* INSTRUCTIONS TO FOLLOW *
How many lines in the records below contain the word "wooden"? Reply with the number alone.

* EXERCISE MATERIAL *
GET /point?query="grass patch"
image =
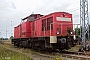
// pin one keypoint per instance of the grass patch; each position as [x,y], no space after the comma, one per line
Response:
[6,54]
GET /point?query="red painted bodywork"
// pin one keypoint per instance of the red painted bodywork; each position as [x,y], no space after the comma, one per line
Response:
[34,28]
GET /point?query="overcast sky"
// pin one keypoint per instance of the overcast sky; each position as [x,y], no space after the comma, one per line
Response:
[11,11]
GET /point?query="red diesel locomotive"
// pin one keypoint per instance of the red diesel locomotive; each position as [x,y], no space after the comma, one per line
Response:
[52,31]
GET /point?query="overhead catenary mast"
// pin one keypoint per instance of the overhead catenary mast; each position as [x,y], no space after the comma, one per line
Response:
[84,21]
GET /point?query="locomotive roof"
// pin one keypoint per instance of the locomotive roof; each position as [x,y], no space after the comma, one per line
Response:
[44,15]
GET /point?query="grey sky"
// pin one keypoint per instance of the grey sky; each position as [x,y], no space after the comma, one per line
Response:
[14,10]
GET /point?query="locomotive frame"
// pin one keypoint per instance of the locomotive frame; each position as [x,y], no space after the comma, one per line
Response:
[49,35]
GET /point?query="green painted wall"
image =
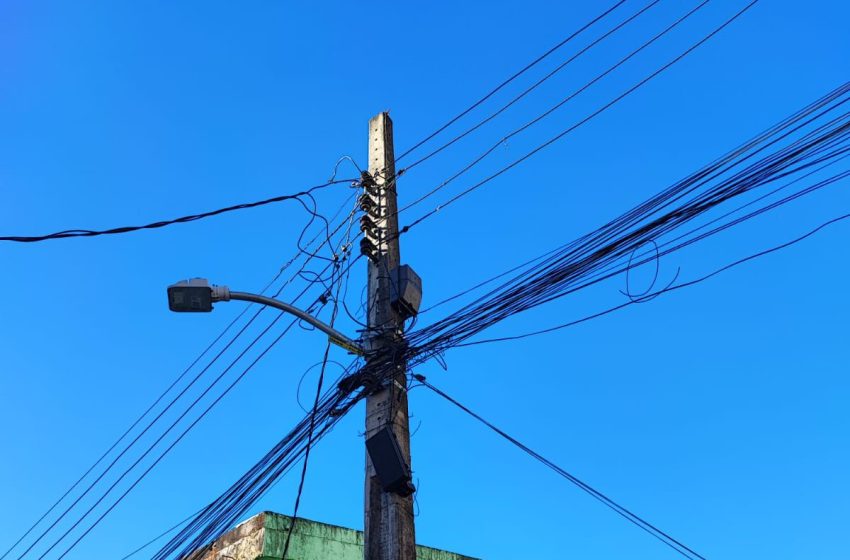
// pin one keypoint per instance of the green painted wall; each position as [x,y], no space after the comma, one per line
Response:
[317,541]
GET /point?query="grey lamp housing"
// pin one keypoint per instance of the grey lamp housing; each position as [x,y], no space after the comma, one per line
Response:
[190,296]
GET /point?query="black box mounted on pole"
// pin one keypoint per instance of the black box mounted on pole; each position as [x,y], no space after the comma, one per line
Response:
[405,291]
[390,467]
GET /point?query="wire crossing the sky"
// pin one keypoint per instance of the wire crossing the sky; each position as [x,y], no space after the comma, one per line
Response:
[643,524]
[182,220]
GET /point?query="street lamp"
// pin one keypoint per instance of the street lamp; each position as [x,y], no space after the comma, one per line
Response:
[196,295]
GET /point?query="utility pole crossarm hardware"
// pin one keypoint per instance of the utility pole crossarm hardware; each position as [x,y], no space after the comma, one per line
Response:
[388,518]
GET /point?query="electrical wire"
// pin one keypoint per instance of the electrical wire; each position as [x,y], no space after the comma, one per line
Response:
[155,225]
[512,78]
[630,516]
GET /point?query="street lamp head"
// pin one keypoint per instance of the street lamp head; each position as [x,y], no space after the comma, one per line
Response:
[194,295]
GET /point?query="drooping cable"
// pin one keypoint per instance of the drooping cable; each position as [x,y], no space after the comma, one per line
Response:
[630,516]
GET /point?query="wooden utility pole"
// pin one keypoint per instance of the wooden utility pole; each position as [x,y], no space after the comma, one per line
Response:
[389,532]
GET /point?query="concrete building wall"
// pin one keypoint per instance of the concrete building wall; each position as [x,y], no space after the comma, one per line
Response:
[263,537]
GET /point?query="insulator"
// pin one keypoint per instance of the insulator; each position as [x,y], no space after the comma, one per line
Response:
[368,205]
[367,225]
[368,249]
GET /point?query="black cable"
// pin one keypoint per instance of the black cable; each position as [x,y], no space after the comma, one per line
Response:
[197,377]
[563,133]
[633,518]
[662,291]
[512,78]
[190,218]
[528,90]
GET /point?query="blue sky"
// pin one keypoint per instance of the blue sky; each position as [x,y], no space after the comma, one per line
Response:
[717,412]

* RESPONSE *
2